### [AIM]
Print, please, the line that contains "Task: for every instance of the toilet lid, drop" and each line after it to the end of the entries, unchanged and with nothing else.

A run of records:
* * *
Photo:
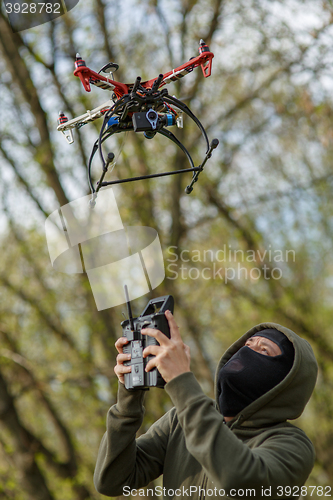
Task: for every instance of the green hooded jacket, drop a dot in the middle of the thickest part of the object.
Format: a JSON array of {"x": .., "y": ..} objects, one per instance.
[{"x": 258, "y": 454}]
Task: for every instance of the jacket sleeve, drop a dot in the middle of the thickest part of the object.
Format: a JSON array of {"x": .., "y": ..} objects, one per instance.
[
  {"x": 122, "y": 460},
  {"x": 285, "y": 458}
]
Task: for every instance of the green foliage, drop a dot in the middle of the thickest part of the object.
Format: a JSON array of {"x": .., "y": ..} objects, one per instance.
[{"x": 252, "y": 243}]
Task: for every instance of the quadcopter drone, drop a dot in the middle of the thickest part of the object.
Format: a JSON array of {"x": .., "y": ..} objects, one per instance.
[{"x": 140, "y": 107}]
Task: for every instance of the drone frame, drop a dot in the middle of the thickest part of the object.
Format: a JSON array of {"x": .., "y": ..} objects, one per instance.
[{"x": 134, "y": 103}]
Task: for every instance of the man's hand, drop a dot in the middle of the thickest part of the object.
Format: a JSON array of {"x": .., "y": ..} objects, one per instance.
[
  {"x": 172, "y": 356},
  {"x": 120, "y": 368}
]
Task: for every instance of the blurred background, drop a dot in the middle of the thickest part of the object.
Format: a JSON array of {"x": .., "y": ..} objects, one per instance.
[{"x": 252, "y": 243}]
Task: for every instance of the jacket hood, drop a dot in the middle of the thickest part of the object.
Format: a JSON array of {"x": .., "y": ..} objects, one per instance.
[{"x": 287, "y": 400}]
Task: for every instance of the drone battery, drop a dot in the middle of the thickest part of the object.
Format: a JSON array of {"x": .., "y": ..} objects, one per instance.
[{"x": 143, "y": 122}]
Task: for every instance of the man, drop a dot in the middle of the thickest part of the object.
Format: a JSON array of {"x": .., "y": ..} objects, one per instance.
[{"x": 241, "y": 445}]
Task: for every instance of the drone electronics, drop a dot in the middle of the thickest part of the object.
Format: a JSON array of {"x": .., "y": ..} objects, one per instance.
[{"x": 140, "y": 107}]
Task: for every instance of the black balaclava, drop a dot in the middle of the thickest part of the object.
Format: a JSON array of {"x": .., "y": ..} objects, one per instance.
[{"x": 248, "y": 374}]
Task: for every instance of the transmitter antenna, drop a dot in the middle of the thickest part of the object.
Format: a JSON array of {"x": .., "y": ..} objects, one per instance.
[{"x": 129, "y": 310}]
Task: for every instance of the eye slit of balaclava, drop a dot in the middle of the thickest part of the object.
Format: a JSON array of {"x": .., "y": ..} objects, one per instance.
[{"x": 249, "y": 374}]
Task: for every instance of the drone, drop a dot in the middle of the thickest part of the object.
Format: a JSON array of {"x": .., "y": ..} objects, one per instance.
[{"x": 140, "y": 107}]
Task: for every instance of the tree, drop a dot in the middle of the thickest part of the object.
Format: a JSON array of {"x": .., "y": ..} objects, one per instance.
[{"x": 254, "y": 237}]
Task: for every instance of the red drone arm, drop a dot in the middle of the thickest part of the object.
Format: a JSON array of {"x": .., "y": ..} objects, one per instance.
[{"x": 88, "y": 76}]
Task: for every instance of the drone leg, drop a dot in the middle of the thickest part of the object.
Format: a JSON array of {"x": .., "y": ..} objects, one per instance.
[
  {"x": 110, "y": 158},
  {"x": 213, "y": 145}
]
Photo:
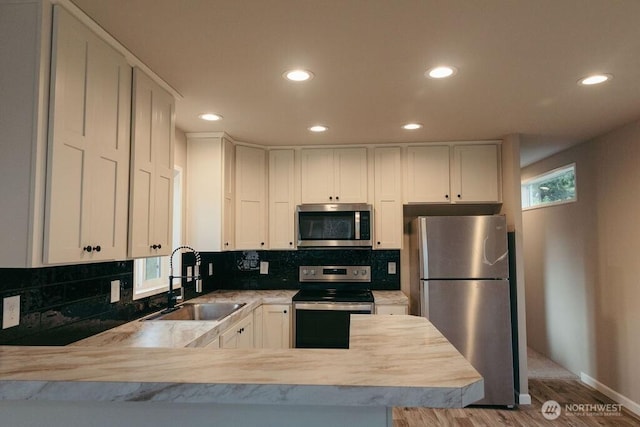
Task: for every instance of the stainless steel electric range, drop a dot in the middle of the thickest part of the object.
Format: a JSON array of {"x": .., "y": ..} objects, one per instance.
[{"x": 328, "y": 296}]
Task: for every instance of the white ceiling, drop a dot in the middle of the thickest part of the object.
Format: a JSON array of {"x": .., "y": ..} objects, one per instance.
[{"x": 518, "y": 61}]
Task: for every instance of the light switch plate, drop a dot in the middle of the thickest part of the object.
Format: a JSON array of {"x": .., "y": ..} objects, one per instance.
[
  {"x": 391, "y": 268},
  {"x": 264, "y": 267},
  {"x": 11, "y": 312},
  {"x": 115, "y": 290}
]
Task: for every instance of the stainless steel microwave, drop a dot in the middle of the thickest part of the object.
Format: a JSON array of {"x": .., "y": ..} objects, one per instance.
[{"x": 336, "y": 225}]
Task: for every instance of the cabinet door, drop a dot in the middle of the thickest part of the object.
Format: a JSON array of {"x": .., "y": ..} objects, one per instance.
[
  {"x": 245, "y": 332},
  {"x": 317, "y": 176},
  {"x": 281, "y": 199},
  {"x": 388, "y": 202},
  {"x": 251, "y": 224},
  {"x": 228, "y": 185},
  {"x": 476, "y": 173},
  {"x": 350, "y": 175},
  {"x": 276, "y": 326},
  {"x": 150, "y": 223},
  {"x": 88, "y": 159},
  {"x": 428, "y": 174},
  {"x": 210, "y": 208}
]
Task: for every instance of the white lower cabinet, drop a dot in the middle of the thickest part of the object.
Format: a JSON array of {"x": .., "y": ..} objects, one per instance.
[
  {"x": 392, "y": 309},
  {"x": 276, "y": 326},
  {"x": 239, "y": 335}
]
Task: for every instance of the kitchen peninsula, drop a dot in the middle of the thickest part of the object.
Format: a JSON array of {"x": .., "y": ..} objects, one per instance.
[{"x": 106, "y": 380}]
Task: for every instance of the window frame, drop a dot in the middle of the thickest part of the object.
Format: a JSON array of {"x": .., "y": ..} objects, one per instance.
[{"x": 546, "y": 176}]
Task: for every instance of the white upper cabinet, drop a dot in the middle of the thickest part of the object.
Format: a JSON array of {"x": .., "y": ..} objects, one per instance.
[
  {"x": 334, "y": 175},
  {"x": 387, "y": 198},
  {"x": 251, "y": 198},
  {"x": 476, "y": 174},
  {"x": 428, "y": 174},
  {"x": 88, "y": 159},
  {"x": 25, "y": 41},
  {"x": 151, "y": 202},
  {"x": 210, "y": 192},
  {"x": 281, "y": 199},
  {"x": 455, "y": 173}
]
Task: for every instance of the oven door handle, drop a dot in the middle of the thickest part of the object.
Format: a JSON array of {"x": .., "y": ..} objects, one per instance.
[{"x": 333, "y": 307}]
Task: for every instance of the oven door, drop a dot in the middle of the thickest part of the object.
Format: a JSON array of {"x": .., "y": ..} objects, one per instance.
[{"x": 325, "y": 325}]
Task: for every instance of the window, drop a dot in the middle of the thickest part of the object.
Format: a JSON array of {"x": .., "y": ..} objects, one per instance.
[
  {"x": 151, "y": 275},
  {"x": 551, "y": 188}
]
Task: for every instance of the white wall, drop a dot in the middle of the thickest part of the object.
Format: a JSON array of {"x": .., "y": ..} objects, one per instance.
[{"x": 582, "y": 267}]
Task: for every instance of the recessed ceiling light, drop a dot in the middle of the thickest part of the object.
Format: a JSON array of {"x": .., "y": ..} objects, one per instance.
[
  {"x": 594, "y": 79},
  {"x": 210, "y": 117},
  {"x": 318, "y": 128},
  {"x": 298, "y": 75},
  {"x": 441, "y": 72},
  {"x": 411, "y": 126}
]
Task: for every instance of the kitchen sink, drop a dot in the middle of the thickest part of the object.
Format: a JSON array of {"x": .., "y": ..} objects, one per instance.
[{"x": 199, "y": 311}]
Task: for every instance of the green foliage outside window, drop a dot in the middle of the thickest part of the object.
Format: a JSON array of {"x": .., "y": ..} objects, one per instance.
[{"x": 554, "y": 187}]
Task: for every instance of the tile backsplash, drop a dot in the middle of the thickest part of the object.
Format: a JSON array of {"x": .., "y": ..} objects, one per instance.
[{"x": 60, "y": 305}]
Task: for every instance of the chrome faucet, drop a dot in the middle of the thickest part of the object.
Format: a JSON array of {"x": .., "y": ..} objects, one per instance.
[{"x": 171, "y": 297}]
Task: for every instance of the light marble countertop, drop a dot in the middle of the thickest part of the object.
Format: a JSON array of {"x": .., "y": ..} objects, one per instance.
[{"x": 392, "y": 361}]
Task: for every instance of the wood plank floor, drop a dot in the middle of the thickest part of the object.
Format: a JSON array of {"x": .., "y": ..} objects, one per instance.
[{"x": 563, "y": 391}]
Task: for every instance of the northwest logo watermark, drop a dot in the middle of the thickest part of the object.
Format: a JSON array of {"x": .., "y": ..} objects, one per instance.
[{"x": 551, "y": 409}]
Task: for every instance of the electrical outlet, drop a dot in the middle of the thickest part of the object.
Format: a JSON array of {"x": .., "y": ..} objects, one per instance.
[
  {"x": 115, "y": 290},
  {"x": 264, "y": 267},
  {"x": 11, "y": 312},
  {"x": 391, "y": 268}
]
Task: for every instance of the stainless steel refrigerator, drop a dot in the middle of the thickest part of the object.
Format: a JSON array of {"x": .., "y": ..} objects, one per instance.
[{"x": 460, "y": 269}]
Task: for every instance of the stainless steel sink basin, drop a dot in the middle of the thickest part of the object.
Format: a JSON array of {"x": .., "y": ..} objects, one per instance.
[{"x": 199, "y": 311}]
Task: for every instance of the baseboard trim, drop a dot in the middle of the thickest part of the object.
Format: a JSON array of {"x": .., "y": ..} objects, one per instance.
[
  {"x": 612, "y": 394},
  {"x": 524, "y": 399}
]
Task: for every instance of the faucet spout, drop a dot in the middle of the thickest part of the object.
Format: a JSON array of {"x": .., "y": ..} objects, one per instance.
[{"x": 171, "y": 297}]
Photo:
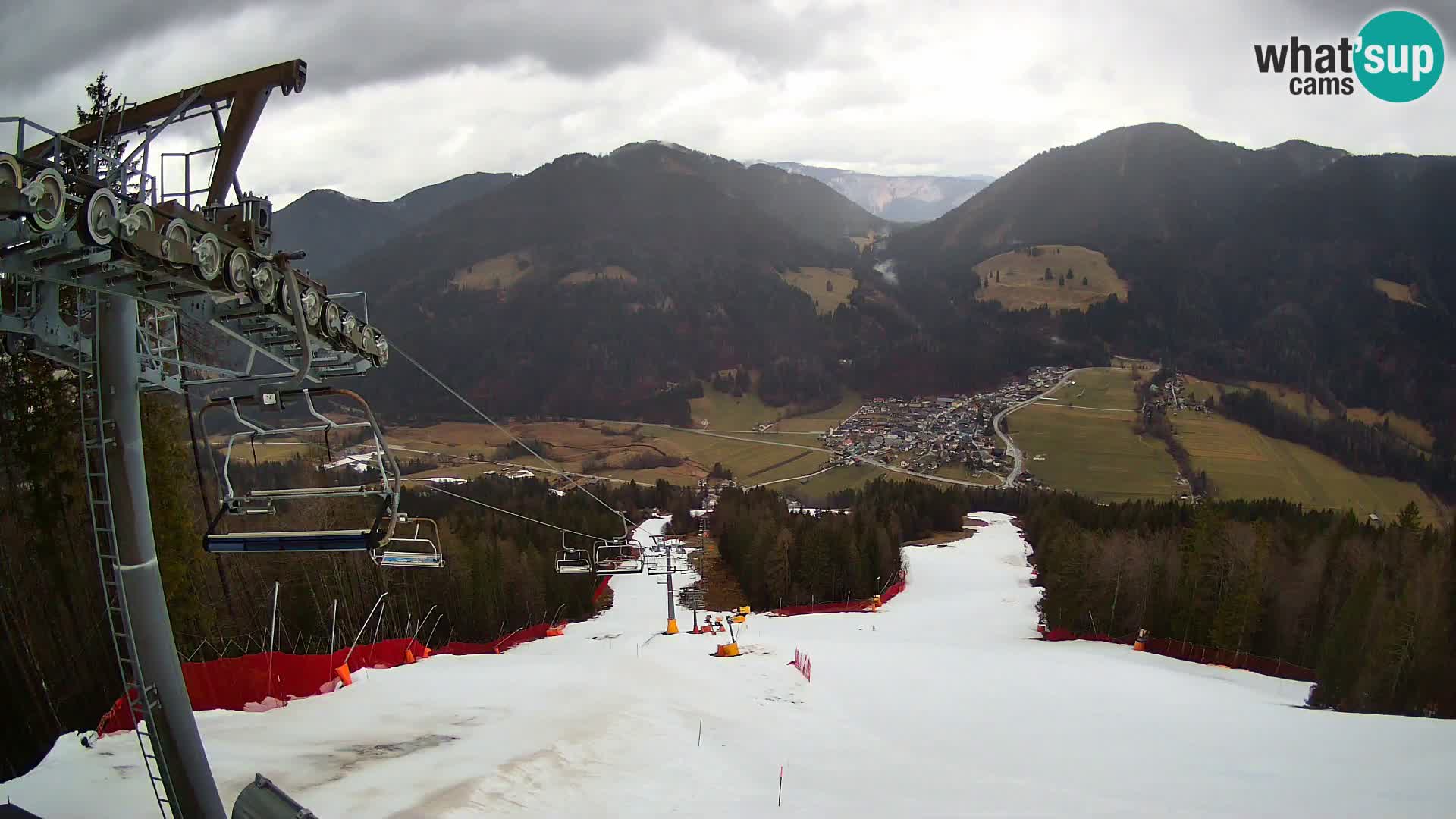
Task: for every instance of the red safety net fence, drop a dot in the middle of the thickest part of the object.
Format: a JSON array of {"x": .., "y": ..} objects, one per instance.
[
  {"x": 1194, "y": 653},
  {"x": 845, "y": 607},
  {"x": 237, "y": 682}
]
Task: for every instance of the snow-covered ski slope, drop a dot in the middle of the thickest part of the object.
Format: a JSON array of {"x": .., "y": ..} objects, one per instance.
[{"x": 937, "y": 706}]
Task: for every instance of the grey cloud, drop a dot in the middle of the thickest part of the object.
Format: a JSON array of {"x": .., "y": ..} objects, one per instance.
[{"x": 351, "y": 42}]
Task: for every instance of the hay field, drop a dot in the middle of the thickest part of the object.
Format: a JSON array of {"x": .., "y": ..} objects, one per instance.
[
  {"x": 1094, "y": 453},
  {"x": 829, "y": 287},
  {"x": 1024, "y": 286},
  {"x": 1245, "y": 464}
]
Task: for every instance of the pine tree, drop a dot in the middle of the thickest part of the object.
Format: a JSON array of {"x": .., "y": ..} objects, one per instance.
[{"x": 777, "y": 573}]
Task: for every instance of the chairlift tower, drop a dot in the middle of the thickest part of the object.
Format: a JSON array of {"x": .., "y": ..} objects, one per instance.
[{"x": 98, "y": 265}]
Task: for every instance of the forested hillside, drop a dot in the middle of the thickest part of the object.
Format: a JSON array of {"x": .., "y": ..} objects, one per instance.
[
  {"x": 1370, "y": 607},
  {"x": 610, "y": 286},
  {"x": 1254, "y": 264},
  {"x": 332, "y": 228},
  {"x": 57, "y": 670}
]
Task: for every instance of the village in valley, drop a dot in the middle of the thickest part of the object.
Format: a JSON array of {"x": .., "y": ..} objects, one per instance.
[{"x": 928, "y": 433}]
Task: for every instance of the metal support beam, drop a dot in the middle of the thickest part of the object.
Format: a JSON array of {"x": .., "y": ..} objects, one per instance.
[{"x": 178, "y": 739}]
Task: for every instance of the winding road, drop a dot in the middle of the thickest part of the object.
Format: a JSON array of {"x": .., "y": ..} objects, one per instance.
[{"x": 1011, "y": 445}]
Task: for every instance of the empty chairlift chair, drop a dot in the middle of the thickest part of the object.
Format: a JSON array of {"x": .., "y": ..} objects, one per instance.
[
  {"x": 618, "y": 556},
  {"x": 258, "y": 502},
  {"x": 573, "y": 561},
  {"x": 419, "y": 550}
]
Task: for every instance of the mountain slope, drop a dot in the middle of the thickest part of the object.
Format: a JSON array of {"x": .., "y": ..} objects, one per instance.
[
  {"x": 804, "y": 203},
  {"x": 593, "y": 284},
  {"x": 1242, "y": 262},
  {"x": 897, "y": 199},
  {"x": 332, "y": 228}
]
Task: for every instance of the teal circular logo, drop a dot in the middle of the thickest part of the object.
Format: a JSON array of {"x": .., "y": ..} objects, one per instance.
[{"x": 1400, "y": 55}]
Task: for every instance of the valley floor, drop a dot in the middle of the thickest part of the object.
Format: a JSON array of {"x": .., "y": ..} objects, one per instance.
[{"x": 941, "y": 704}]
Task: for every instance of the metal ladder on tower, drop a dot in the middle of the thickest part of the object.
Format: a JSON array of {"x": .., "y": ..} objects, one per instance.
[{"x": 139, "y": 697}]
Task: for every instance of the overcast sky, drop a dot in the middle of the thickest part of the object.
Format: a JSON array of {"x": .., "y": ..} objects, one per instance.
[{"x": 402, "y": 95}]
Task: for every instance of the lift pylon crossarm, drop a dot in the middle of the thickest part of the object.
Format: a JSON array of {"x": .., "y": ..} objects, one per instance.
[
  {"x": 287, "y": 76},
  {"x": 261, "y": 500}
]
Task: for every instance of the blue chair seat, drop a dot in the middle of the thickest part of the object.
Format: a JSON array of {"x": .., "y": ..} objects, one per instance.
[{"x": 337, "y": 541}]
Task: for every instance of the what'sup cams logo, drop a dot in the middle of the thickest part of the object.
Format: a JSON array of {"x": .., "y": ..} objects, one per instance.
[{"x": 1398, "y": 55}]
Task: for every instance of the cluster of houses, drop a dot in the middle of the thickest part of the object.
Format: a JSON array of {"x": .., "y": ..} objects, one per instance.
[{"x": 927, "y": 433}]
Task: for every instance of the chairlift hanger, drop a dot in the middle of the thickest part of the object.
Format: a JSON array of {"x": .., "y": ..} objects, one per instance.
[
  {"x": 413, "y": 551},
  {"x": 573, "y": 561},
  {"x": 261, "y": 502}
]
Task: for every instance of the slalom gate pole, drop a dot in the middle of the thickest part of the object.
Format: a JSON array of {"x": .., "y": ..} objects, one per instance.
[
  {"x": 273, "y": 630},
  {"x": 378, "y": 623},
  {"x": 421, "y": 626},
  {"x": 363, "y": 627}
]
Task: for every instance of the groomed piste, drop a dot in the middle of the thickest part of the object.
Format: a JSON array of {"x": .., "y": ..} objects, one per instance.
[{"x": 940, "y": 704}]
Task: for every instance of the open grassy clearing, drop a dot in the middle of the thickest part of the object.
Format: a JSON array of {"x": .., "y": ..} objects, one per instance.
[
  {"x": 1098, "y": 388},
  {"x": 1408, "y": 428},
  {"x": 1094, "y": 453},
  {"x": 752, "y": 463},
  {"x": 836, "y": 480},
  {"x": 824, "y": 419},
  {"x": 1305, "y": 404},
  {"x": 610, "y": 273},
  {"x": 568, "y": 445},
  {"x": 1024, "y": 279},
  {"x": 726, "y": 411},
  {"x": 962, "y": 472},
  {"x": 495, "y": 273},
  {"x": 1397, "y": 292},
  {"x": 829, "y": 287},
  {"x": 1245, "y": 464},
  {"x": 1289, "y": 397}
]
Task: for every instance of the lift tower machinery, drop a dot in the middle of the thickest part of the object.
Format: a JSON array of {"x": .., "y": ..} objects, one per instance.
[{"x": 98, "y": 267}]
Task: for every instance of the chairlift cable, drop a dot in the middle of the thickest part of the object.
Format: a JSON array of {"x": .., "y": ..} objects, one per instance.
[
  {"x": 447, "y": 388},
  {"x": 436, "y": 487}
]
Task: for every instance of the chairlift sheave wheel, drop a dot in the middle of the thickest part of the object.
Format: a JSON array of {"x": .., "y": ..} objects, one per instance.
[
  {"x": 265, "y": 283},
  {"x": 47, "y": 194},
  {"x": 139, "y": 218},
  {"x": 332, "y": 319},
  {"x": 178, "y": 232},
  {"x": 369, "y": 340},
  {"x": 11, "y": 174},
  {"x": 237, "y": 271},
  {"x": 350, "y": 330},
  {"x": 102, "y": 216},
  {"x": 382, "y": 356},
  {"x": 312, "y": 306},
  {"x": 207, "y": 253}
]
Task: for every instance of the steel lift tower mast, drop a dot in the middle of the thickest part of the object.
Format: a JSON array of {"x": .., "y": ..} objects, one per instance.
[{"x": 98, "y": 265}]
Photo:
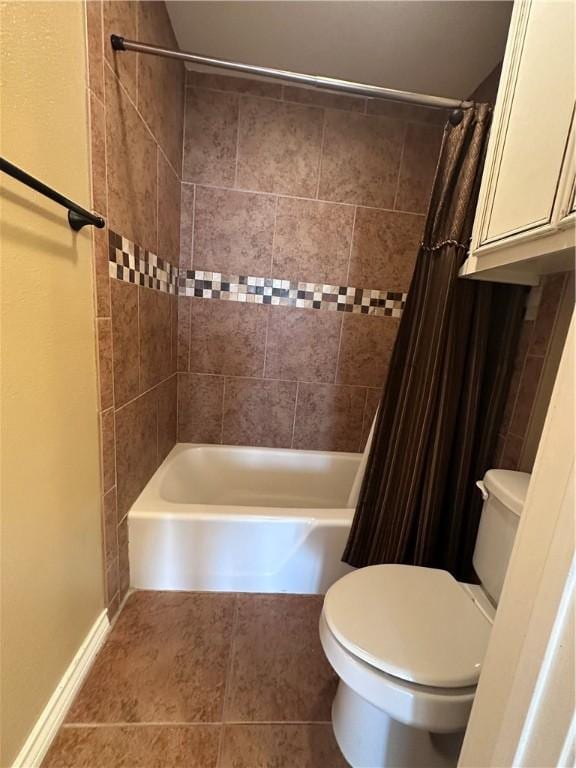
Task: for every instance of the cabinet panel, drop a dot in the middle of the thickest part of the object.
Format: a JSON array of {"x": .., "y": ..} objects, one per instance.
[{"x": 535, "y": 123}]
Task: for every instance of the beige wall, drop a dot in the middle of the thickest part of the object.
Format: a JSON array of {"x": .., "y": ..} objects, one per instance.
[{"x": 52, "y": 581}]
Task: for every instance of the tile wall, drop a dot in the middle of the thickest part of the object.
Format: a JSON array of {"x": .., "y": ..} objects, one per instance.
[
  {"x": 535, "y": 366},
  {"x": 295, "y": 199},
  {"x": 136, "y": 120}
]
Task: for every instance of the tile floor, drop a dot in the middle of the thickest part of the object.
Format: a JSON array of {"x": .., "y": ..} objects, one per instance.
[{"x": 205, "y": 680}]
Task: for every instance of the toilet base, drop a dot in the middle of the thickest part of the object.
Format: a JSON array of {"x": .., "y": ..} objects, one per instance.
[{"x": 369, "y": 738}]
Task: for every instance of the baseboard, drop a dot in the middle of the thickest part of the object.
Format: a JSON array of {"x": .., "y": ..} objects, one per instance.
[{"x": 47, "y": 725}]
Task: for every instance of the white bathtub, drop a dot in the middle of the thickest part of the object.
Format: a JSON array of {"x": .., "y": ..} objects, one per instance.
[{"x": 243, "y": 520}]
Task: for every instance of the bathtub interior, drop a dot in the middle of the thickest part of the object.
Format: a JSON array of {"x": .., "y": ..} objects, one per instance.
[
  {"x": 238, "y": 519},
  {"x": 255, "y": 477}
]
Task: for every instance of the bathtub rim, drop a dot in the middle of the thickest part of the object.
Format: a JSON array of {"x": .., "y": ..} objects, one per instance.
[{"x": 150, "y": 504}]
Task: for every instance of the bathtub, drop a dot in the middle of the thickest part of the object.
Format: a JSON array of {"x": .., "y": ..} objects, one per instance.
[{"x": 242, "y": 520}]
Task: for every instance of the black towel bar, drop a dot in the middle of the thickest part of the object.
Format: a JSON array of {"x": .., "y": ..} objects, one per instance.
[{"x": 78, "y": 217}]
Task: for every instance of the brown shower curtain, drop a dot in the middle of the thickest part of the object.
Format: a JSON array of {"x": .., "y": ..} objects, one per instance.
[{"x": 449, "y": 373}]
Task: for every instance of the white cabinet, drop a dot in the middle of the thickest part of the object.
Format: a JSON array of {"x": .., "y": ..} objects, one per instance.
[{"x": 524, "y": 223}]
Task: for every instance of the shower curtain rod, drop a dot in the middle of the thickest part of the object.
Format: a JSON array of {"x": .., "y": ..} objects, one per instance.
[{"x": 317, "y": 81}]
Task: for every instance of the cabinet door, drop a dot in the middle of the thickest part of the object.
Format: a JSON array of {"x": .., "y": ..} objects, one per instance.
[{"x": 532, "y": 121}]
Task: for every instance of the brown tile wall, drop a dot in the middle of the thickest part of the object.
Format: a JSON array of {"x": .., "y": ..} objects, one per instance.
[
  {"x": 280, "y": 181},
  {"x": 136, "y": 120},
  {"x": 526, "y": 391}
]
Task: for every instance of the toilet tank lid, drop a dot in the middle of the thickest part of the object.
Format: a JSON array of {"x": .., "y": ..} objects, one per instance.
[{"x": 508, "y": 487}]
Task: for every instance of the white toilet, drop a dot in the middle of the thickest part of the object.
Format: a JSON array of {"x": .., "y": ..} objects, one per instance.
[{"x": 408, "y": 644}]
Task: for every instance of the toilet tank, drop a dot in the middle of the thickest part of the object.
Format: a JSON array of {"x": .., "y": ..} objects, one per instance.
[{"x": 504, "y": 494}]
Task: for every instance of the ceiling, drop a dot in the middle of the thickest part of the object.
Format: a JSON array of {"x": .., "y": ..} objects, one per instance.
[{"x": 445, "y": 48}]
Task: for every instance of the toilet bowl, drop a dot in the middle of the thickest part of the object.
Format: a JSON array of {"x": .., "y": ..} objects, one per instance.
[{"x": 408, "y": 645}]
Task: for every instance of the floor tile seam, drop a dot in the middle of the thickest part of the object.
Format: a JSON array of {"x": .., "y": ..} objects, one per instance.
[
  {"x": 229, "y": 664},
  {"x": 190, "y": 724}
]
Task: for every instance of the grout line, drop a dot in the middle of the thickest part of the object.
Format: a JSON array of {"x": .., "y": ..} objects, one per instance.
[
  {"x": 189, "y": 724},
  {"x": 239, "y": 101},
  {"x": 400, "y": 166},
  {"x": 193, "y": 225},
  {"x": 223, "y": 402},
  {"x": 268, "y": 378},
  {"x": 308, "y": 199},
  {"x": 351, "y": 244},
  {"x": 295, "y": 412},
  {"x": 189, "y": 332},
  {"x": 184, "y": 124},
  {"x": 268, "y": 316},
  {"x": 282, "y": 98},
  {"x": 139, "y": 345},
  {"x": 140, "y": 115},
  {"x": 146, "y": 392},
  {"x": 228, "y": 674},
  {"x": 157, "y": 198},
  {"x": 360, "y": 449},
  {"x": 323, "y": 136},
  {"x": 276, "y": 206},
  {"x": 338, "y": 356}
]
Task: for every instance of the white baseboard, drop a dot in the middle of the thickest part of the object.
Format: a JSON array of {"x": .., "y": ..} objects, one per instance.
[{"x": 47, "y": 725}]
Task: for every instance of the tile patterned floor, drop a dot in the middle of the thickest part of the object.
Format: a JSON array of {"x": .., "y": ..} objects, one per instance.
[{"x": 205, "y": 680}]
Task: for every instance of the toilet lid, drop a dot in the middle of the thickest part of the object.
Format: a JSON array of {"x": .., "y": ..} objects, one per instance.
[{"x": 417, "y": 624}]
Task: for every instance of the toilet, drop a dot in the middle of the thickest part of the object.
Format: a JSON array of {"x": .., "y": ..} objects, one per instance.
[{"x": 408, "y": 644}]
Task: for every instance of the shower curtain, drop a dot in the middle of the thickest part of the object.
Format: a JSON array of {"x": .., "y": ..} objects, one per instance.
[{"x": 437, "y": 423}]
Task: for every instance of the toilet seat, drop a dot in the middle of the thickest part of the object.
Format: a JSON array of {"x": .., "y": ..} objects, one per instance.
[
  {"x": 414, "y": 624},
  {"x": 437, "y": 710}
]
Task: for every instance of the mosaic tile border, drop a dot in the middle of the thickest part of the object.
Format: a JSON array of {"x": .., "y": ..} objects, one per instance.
* * *
### [EXERCISE SOLUTION]
Task: for every instance of the toilet lid, drop a dot in the middle of the thickest part of the object.
Format: a JSON array of {"x": .., "y": ..} objects, one per instance.
[{"x": 417, "y": 624}]
Task: for every instance of the toilet, drop a dot in the middle of the thickest part of the object.
Format: a JSON array of {"x": .., "y": ..} objects, one per instance.
[{"x": 408, "y": 644}]
Task: for every instance of the shower curtain, drop a dot in the middle of the thickest part of the object.
Format: a JSON array of {"x": .., "y": ..} objects, one per instance.
[{"x": 437, "y": 423}]
Task: for every instance of the toilet seat, drop a dot in the middle of the thickest part of the object.
Format: a JSON array of {"x": .., "y": ..} objects, one per instance.
[
  {"x": 414, "y": 624},
  {"x": 437, "y": 710}
]
Task: for every instance of the mosaic tile border, drop a dot in the middle of the thickest part of the object.
Format: a JSON array of {"x": .., "y": ..} objects, one per instance.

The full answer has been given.